*** PROVIDED RECORDS ***
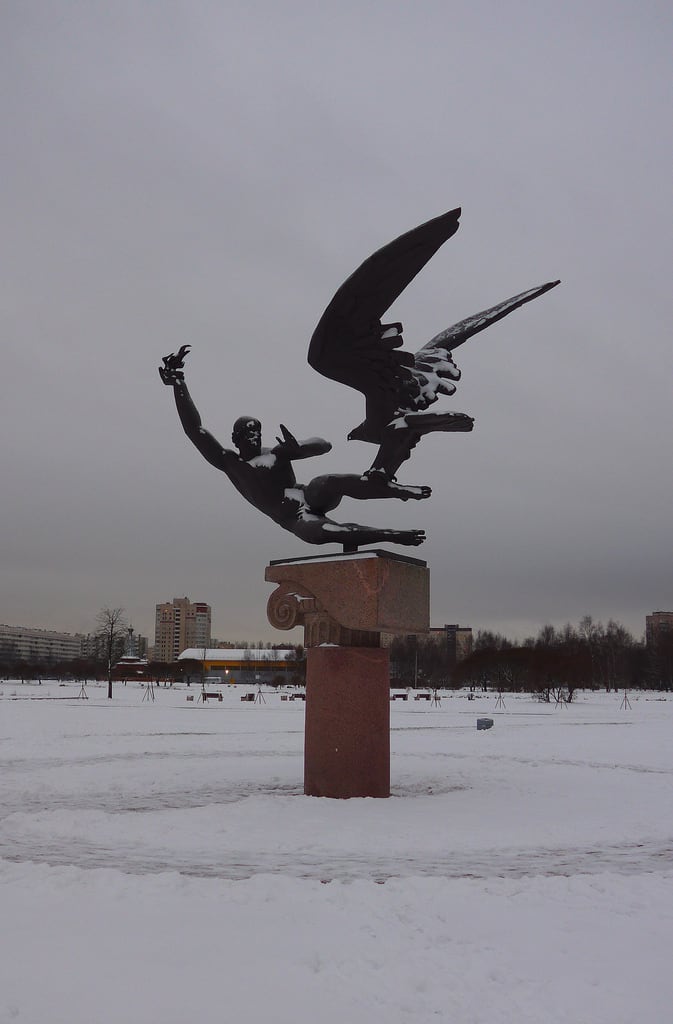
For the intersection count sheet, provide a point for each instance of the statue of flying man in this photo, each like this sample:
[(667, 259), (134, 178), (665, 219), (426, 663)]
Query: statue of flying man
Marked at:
[(352, 346)]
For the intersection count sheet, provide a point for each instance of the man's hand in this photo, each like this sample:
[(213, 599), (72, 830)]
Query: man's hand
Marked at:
[(289, 443), (172, 371)]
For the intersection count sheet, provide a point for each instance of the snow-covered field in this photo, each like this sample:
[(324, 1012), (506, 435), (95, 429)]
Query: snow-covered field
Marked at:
[(160, 864)]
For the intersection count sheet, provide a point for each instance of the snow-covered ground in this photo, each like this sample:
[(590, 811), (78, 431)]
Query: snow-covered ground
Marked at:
[(160, 864)]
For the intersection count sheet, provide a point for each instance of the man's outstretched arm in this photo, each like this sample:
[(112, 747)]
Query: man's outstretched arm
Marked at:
[(172, 374)]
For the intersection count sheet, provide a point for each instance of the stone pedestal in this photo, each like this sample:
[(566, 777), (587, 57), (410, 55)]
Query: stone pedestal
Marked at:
[(344, 602), (347, 728)]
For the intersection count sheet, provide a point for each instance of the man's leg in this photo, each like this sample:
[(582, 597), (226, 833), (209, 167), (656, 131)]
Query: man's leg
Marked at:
[(325, 493)]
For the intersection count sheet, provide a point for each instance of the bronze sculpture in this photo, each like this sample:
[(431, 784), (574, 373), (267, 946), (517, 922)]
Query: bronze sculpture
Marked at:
[(352, 346)]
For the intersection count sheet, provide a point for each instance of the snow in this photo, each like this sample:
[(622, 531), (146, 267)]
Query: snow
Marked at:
[(159, 863)]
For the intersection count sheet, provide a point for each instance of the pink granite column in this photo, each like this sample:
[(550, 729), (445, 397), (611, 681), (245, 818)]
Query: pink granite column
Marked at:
[(347, 729)]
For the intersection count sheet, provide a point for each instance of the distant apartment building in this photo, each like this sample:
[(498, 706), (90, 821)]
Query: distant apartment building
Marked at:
[(29, 644), (659, 626), (459, 642), (180, 624)]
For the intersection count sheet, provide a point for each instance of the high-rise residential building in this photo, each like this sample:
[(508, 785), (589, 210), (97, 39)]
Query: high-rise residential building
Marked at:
[(180, 624), (28, 644)]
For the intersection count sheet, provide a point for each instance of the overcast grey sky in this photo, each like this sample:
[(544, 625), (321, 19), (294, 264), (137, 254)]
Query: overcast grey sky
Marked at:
[(210, 173)]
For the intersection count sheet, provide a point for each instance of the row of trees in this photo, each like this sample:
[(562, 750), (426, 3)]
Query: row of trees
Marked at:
[(553, 664)]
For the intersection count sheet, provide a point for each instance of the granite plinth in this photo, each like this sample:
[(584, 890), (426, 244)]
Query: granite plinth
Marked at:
[(369, 592), (347, 729), (344, 602)]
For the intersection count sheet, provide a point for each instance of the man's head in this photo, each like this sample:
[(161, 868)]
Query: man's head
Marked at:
[(247, 436)]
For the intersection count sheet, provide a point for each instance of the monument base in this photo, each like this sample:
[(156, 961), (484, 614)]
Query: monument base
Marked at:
[(347, 727), (344, 602)]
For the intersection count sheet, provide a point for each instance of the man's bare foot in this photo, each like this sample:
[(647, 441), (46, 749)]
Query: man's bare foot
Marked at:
[(410, 538), (416, 493)]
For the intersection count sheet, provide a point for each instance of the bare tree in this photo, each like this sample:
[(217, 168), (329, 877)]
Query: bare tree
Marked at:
[(111, 637)]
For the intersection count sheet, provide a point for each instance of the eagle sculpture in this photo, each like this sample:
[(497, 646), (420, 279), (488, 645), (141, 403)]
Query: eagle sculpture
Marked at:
[(352, 346)]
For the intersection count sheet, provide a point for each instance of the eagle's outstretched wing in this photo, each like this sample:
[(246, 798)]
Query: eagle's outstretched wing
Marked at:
[(433, 364), (350, 344)]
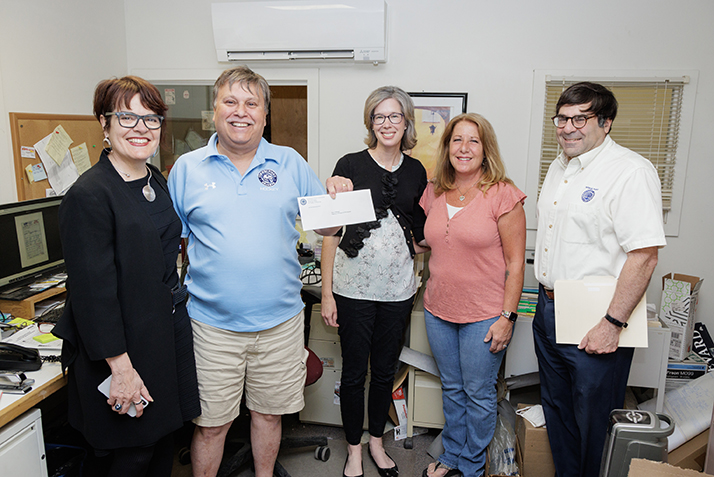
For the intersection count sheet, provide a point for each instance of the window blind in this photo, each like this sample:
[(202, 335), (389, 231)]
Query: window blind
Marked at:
[(647, 122)]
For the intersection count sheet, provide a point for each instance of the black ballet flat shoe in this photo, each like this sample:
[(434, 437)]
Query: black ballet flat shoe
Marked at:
[(345, 468), (388, 472), (449, 473)]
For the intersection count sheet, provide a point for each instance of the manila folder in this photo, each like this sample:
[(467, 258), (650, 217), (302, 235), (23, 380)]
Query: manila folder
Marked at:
[(581, 304)]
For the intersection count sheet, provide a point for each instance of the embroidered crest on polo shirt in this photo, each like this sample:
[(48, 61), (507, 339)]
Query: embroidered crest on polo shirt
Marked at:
[(588, 194), (268, 177)]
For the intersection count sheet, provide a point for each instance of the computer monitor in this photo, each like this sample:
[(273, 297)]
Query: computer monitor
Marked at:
[(29, 240)]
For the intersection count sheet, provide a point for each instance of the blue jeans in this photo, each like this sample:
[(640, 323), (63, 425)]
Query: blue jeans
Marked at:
[(468, 372)]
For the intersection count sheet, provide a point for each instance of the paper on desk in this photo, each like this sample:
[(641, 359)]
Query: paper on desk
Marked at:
[(24, 337), (60, 176), (419, 360), (322, 211), (691, 408), (581, 304)]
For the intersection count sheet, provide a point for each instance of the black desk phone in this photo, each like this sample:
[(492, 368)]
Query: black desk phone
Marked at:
[(17, 359)]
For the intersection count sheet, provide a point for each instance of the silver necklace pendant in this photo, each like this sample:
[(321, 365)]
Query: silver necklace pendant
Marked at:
[(147, 190)]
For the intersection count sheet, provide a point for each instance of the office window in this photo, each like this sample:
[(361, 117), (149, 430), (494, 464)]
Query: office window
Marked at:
[(648, 122)]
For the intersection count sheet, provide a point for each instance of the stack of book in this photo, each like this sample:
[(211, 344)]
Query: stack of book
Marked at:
[(527, 304)]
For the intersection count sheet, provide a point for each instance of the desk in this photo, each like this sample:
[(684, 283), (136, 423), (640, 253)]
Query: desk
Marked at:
[(48, 379)]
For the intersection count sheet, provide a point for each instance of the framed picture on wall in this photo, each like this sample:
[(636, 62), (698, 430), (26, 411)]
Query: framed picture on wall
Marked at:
[(432, 112)]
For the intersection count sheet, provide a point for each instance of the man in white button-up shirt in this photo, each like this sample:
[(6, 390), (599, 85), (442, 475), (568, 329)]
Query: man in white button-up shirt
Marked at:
[(599, 213)]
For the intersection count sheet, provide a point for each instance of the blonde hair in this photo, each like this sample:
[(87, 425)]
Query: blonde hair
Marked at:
[(493, 170)]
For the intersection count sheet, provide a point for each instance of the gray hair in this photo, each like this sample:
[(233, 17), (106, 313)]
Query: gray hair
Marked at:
[(407, 105), (246, 78)]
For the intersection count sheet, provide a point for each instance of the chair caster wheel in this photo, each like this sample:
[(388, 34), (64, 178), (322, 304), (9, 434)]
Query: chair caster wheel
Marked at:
[(185, 456), (322, 453)]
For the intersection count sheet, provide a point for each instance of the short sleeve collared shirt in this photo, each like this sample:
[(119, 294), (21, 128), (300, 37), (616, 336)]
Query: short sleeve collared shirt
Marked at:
[(593, 210), (244, 271)]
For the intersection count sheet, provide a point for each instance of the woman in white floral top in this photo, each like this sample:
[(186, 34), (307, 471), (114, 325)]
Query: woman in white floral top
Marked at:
[(368, 283)]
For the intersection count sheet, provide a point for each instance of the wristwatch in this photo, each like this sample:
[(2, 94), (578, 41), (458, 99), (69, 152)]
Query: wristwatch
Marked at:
[(511, 316), (616, 322)]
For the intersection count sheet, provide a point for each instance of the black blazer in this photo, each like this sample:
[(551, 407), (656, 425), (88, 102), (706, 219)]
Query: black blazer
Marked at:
[(406, 185), (116, 302)]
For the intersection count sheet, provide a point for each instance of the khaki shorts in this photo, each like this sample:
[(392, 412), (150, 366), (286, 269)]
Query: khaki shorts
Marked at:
[(271, 364)]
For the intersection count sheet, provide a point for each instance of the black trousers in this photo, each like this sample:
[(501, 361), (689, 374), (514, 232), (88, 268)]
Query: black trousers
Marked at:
[(148, 461), (370, 332), (578, 391)]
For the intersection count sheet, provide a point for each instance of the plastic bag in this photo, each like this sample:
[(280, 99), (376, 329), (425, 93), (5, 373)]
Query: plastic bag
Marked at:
[(502, 450)]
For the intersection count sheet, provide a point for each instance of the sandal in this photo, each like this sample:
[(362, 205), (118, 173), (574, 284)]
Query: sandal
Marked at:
[(449, 473)]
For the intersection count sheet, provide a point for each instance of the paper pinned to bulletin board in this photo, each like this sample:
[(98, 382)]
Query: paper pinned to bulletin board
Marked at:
[(30, 128)]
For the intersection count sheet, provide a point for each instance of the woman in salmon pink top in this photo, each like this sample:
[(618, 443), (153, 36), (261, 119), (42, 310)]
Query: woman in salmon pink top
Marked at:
[(476, 229)]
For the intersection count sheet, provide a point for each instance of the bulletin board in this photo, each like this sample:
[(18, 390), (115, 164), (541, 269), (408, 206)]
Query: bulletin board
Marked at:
[(29, 128)]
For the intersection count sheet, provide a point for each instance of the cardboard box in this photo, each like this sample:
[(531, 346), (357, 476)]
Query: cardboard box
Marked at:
[(648, 468), (691, 454), (536, 457), (677, 310), (680, 373)]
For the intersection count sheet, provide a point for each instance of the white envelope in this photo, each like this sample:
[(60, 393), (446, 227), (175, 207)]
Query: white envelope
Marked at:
[(322, 211), (581, 304)]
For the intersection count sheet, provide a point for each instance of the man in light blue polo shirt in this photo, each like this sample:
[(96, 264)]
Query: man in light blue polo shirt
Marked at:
[(236, 198)]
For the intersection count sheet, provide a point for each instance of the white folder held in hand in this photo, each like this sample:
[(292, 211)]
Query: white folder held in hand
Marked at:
[(581, 304)]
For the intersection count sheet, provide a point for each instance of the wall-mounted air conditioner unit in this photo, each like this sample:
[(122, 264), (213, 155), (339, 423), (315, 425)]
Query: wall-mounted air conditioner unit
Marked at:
[(300, 30)]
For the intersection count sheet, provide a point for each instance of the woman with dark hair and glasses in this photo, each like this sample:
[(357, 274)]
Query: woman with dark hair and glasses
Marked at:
[(125, 316), (368, 283)]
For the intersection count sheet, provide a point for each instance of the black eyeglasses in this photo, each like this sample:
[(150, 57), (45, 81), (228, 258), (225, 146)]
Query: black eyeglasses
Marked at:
[(130, 120), (394, 118), (578, 121)]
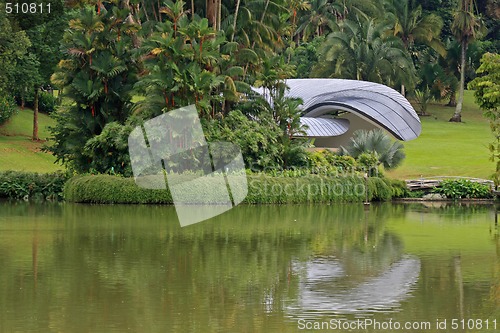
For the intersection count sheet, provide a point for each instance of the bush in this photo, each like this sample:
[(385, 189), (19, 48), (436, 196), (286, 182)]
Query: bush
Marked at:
[(19, 185), (463, 188), (262, 189), (378, 189), (7, 108), (327, 162), (47, 103)]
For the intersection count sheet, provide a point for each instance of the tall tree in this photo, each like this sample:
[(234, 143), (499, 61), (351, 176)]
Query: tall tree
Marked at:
[(410, 25), (465, 27), (97, 75), (362, 50)]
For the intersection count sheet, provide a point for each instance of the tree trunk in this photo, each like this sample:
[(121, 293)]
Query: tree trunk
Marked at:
[(235, 19), (219, 14), (212, 8), (457, 116), (35, 116)]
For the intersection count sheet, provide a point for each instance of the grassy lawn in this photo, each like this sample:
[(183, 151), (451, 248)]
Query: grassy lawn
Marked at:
[(18, 152), (449, 149)]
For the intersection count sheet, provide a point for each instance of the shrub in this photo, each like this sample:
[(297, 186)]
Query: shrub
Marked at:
[(18, 185), (7, 108), (327, 162), (378, 189), (463, 188), (262, 189)]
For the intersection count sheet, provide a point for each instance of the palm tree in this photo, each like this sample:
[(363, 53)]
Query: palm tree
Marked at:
[(362, 51), (465, 27), (316, 18), (390, 153), (410, 25)]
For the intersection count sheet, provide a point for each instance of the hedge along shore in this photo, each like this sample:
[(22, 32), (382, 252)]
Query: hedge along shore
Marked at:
[(262, 189)]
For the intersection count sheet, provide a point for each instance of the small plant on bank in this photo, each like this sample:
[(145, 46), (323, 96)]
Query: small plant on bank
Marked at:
[(463, 188), (389, 153), (22, 185)]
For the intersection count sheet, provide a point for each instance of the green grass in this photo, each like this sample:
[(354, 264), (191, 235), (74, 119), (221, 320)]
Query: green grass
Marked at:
[(17, 150), (449, 149)]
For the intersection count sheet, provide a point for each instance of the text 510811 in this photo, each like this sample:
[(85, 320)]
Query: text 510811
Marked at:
[(27, 8)]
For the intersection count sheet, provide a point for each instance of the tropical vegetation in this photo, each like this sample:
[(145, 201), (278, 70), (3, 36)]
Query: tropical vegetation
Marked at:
[(122, 62)]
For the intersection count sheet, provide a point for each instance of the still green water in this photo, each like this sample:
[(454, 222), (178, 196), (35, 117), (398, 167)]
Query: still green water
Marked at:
[(88, 268)]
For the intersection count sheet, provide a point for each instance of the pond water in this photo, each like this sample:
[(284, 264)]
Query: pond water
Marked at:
[(92, 268)]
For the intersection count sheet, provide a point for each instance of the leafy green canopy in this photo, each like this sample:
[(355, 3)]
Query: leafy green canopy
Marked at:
[(97, 75)]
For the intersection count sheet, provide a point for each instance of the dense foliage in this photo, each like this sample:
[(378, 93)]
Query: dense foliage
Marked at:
[(374, 148), (462, 188), (123, 62), (262, 189), (28, 185), (7, 108)]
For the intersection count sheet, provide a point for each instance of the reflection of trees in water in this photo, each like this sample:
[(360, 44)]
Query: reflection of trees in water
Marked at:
[(495, 288), (321, 292), (451, 210), (134, 263)]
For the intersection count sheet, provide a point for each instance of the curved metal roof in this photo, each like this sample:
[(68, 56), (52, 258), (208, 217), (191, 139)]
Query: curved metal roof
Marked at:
[(375, 102), (319, 127)]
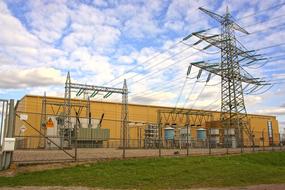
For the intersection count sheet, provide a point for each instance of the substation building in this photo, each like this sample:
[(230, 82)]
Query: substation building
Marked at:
[(99, 124)]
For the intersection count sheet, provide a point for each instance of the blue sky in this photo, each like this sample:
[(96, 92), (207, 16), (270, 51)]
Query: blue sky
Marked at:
[(103, 42)]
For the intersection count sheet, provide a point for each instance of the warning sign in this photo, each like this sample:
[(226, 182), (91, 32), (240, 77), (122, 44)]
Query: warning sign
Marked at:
[(49, 123), (23, 128)]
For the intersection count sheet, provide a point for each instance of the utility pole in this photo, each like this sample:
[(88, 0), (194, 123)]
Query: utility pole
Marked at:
[(233, 111)]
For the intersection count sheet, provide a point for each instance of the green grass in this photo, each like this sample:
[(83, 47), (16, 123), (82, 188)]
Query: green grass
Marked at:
[(154, 173)]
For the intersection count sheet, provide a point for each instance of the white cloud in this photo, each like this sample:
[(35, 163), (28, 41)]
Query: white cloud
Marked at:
[(12, 77)]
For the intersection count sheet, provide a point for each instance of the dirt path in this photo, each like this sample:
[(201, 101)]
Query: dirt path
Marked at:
[(255, 187)]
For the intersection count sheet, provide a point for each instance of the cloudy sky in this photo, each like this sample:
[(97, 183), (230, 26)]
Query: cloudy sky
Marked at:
[(102, 42)]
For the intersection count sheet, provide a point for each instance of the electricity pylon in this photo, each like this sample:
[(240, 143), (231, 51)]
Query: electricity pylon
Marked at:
[(233, 110)]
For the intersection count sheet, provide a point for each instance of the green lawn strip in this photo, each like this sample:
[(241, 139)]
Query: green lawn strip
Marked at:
[(153, 173)]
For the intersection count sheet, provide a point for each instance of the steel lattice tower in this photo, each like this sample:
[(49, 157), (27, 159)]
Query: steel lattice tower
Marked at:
[(233, 111)]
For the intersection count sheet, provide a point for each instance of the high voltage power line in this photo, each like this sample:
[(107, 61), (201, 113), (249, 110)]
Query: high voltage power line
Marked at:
[(155, 56)]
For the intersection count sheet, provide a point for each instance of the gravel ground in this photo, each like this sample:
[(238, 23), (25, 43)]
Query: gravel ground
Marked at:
[(255, 187), (37, 156)]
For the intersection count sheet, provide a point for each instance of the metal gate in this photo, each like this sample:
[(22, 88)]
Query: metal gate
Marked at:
[(6, 132)]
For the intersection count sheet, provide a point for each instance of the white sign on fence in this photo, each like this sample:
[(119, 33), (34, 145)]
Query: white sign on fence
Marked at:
[(23, 117)]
*** End of PROVIDED RECORDS ***
Above are some records; copy exactly the lines from the one with "[(35, 163), (28, 41)]" through the one with "of the steel", both included, and no others.

*ANSWER SECTION*:
[(35, 163), (28, 41)]
Query: white cloud
Marked at:
[(12, 77)]
For the intersection count sheet, provide a point for each instance of the dirt path in this photo, each like this sample:
[(201, 101)]
Query: dirt path
Marked at:
[(255, 187)]
For the intersection count sheet, provide a point for each instance of the cloudy sky in this photo, each like this sample:
[(97, 183), (230, 26)]
Query: cloudy sky
Marked at:
[(102, 42)]
For the intersection count sheet, provide a point for each instance of the electricity pylon in this photo, each like this sample:
[(240, 143), (231, 51)]
Query: electricity pylon
Marked at:
[(233, 110)]
For the intersection count sheet, provide a point for each instance of the green lawn strip in this photo, each like this sample:
[(241, 139)]
Query: green lawn strip
Marked at:
[(153, 173)]
For the intersection count sheet, provide a point for each instance of the steel lattice tower in this photo, each like this sample:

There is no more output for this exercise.